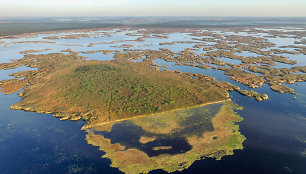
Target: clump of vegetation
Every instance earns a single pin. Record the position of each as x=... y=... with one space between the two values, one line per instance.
x=188 y=124
x=104 y=91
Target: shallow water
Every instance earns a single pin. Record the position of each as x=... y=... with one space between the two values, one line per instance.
x=39 y=143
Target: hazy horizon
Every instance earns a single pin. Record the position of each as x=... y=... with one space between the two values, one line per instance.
x=135 y=8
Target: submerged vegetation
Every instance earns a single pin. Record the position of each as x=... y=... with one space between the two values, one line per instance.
x=104 y=91
x=203 y=132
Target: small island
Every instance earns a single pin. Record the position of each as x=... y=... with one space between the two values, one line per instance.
x=104 y=91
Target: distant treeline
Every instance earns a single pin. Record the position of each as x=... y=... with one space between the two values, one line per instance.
x=7 y=29
x=13 y=26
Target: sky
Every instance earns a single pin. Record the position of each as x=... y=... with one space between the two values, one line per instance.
x=29 y=8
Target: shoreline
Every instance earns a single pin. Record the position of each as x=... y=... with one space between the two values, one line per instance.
x=140 y=116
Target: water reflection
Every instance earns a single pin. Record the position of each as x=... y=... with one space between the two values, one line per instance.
x=169 y=141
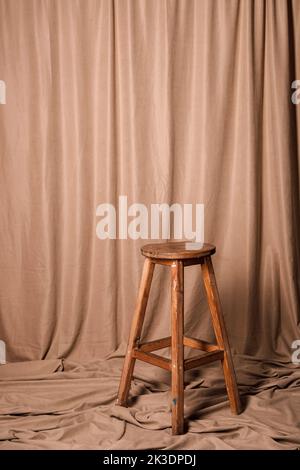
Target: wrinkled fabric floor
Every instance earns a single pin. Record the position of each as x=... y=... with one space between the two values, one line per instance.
x=58 y=404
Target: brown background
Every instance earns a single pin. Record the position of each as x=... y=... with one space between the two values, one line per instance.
x=163 y=101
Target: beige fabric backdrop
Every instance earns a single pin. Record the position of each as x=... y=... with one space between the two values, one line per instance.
x=163 y=101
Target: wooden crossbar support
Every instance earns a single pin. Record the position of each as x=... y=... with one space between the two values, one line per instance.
x=155 y=345
x=199 y=344
x=153 y=359
x=202 y=359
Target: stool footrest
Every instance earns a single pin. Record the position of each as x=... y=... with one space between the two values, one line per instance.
x=203 y=359
x=155 y=345
x=187 y=341
x=153 y=359
x=164 y=363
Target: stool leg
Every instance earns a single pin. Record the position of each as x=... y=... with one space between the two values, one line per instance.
x=221 y=333
x=177 y=307
x=135 y=332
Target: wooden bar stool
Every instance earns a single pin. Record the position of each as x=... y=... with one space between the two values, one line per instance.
x=177 y=255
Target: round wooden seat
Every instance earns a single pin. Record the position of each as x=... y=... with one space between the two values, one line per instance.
x=178 y=250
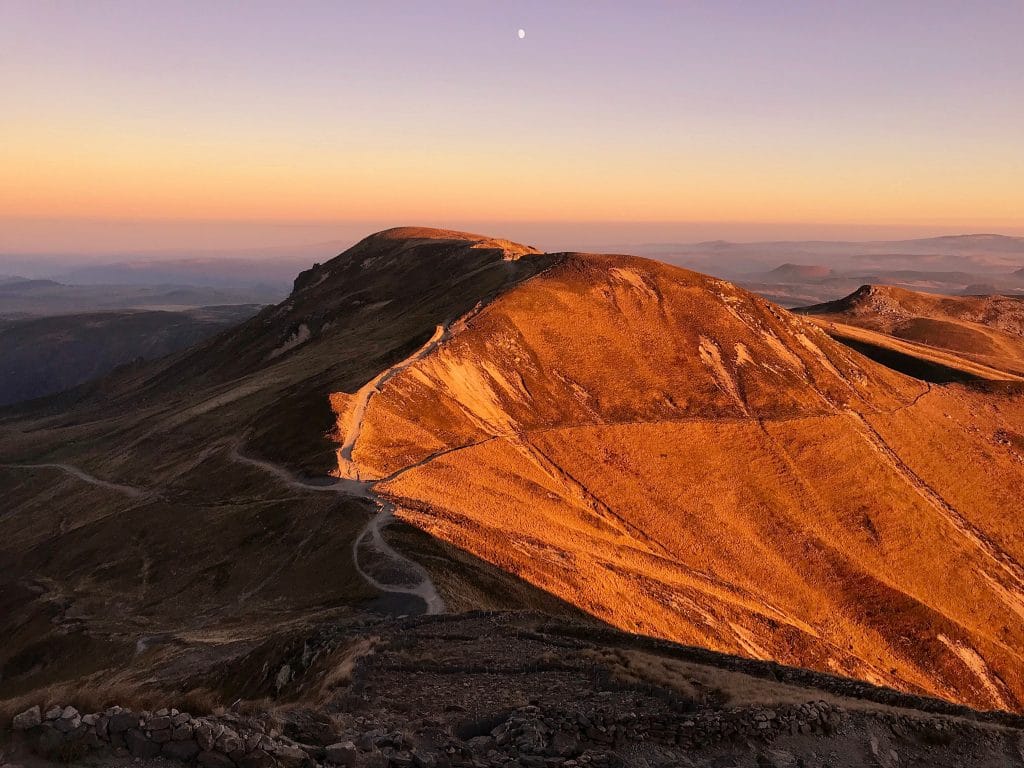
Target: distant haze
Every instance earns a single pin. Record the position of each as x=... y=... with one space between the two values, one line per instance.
x=841 y=120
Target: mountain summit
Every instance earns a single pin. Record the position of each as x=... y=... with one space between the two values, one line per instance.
x=578 y=433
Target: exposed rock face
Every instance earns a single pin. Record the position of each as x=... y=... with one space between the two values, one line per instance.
x=683 y=459
x=984 y=330
x=425 y=697
x=28 y=719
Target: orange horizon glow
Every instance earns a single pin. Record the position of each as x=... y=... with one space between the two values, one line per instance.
x=437 y=116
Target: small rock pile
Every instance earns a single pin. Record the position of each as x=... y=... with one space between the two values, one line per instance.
x=208 y=741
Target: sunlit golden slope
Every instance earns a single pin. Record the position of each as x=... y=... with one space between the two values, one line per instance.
x=681 y=458
x=980 y=336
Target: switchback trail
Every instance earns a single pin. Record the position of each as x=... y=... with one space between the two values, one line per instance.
x=379 y=563
x=84 y=476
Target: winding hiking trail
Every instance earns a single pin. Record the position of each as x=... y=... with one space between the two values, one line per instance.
x=379 y=563
x=84 y=476
x=356 y=412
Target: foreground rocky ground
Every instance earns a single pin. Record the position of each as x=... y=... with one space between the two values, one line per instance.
x=516 y=689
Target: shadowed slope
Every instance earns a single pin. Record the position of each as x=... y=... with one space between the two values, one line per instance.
x=682 y=459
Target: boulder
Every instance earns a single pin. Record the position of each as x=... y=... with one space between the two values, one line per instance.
x=139 y=745
x=256 y=759
x=228 y=742
x=49 y=739
x=204 y=735
x=292 y=757
x=67 y=725
x=28 y=719
x=122 y=721
x=209 y=759
x=343 y=753
x=183 y=751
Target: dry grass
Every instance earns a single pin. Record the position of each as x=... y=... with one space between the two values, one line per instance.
x=339 y=667
x=684 y=461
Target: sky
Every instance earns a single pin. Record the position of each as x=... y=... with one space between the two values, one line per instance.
x=231 y=124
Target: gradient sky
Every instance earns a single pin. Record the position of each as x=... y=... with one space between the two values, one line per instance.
x=124 y=119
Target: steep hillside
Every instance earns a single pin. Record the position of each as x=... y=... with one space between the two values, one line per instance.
x=680 y=458
x=599 y=436
x=987 y=331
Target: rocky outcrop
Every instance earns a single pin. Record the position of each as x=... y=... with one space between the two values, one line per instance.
x=227 y=741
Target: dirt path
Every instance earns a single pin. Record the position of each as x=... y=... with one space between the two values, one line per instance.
x=379 y=563
x=357 y=411
x=84 y=476
x=371 y=553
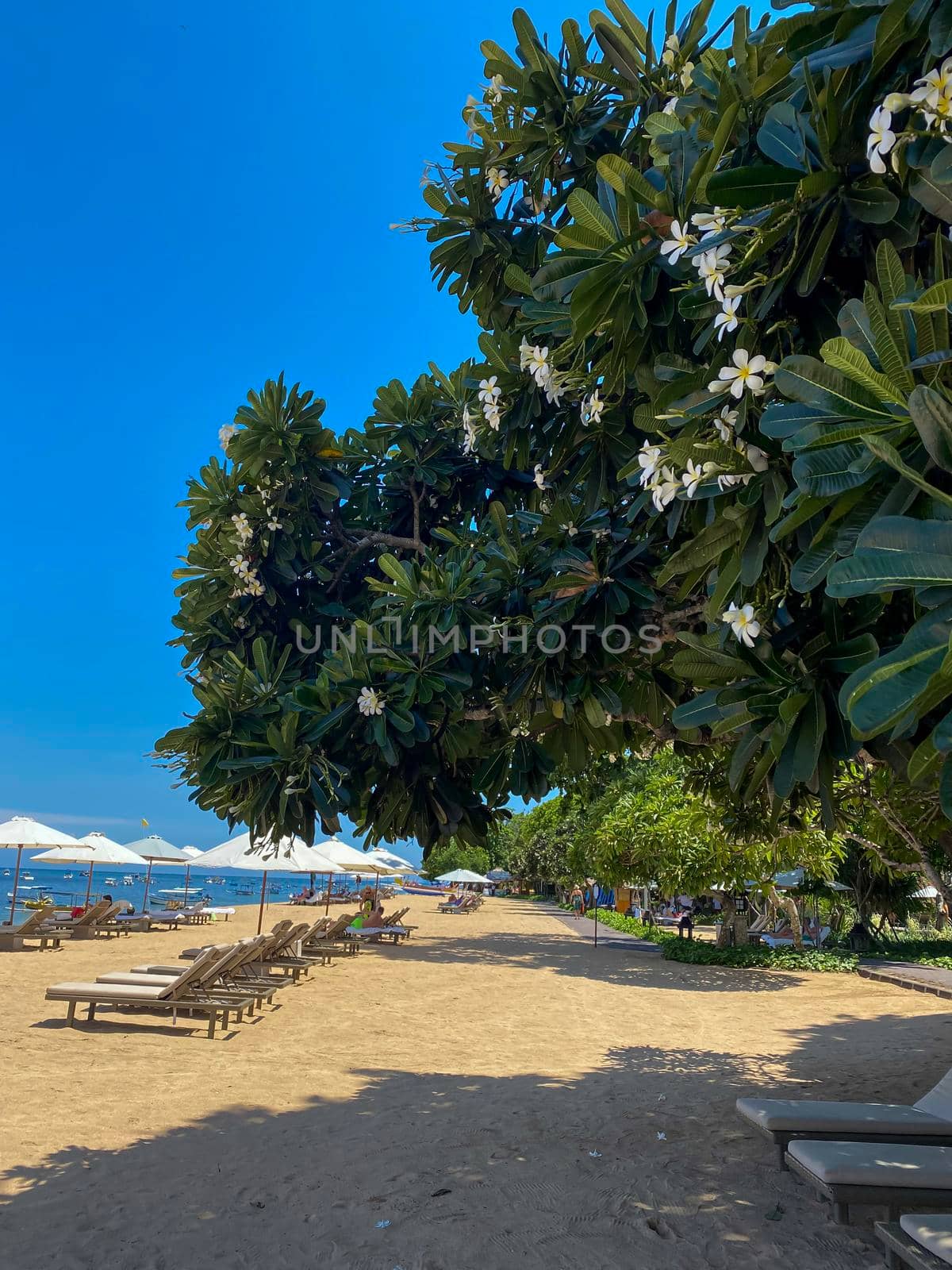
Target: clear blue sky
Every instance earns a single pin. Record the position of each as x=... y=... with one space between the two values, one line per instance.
x=198 y=196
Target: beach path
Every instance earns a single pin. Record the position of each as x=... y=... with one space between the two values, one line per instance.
x=493 y=1094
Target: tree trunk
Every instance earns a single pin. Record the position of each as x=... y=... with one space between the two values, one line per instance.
x=729 y=911
x=793 y=912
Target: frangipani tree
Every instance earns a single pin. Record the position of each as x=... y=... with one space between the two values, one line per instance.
x=710 y=406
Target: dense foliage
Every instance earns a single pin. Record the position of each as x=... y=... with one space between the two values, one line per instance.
x=711 y=406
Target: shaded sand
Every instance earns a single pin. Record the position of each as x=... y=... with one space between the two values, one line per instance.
x=484 y=1060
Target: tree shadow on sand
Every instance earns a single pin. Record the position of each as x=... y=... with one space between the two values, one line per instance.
x=450 y=1172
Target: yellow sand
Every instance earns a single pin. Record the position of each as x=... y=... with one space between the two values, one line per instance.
x=488 y=1058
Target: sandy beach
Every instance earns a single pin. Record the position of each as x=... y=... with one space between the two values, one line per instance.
x=490 y=1095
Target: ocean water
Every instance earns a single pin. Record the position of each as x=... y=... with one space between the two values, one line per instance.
x=226 y=888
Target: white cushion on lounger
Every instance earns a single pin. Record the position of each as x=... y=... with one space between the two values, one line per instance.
x=933 y=1231
x=797 y=1115
x=105 y=992
x=131 y=977
x=875 y=1164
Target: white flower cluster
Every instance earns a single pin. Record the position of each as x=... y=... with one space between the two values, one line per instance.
x=371 y=702
x=497 y=182
x=490 y=395
x=592 y=408
x=535 y=360
x=932 y=97
x=712 y=264
x=747 y=374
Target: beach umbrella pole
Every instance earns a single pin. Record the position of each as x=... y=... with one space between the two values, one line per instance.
x=16 y=879
x=260 y=907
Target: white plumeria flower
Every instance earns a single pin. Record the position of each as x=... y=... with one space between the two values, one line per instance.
x=664 y=491
x=592 y=408
x=489 y=389
x=710 y=222
x=758 y=459
x=747 y=374
x=743 y=624
x=727 y=318
x=649 y=460
x=494 y=90
x=935 y=86
x=678 y=243
x=497 y=181
x=695 y=474
x=725 y=425
x=881 y=139
x=711 y=267
x=539 y=365
x=370 y=702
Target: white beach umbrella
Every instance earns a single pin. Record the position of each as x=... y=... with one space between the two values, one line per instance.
x=289 y=855
x=391 y=860
x=23 y=831
x=155 y=850
x=463 y=876
x=357 y=861
x=92 y=849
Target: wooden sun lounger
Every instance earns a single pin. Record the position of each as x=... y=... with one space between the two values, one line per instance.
x=177 y=997
x=896 y=1176
x=928 y=1122
x=82 y=926
x=220 y=977
x=31 y=930
x=922 y=1242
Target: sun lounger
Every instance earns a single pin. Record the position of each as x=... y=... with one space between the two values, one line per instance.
x=221 y=977
x=928 y=1122
x=82 y=926
x=13 y=939
x=173 y=997
x=922 y=1241
x=786 y=941
x=875 y=1172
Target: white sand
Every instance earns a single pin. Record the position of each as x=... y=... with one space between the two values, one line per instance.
x=488 y=1057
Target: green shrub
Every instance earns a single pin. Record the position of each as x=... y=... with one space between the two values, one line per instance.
x=696 y=952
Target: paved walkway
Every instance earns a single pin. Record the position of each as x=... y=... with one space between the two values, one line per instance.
x=607 y=935
x=909 y=975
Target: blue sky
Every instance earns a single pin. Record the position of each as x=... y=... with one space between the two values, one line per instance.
x=198 y=196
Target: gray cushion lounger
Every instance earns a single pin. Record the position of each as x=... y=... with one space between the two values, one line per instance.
x=928 y=1122
x=898 y=1175
x=922 y=1242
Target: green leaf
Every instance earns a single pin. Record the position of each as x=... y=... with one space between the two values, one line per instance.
x=804 y=379
x=589 y=215
x=892 y=552
x=755 y=186
x=842 y=356
x=933 y=298
x=932 y=417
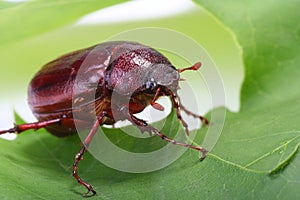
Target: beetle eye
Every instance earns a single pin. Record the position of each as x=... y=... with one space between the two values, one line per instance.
x=150 y=86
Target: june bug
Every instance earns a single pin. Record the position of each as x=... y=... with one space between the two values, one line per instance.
x=83 y=82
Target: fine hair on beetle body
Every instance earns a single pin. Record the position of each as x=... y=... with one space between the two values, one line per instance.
x=100 y=85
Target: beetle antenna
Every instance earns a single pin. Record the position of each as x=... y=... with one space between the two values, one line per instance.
x=195 y=67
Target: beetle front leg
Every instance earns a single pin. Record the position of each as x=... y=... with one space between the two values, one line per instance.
x=144 y=126
x=35 y=126
x=79 y=155
x=178 y=106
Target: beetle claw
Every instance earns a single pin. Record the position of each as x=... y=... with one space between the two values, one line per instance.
x=157 y=106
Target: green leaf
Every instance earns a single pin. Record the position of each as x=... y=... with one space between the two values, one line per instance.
x=265 y=135
x=256 y=156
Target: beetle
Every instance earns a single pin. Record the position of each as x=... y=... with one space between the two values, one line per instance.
x=83 y=82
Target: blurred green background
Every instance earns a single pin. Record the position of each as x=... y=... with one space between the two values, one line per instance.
x=25 y=51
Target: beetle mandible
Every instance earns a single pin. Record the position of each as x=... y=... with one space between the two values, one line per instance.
x=53 y=101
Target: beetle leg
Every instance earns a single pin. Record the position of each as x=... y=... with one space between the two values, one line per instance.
x=144 y=126
x=79 y=155
x=154 y=104
x=178 y=106
x=36 y=125
x=195 y=67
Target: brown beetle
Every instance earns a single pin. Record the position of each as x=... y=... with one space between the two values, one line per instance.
x=137 y=74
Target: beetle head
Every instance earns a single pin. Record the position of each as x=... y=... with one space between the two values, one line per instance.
x=141 y=71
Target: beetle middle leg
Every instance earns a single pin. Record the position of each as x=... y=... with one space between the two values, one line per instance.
x=79 y=155
x=178 y=107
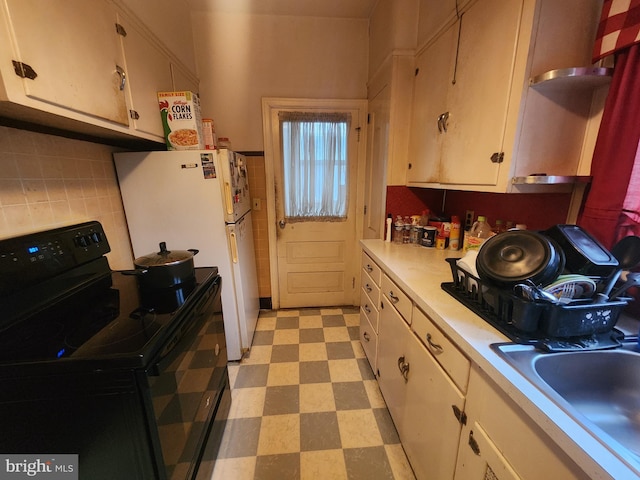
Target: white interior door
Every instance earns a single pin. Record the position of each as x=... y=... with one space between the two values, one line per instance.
x=314 y=262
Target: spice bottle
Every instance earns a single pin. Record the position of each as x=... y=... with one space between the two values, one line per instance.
x=454 y=233
x=480 y=231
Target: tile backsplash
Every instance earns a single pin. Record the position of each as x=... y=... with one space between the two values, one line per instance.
x=47 y=181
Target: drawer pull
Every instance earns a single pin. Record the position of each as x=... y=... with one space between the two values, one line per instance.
x=404 y=368
x=435 y=346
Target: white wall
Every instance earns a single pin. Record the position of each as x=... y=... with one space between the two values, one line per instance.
x=242 y=58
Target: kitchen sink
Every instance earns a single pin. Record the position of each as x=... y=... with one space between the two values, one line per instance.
x=599 y=389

» 任务要求
请把清单中从开头起、到含有“x=203 y=132”的那一行为止（含首尾两端）的各行改写成 Markdown 表格，列名分别为“序号”和“内容”，每行对应一条，略去空行。答案中不要包含图片。

» 回答
| 序号 | 内容 |
|---|---|
| 1 | Target: clump of vegetation |
| 2 | Every instance earns a single pin. Record the position of each as x=... y=... with one space between the two values, one line per instance. |
| 3 | x=188 y=124 |
| 4 | x=104 y=91 |
| 5 | Target: shallow water |
| 6 | Every instance earns a single pin. Record the position of each as x=... y=... with one space between the two values, one line per instance. |
| 7 | x=39 y=143 |
| 8 | Target: hazy horizon |
| 9 | Every instance earns a single pin. Record the position of each as x=... y=... with one space between the two values, one line per instance. |
| 10 | x=135 y=8 |
| 11 | Target: submerged vegetation |
| 12 | Every instance earns a single pin. Record the position of each as x=... y=... with one space between the two values, one line per instance. |
| 13 | x=104 y=91 |
| 14 | x=203 y=132 |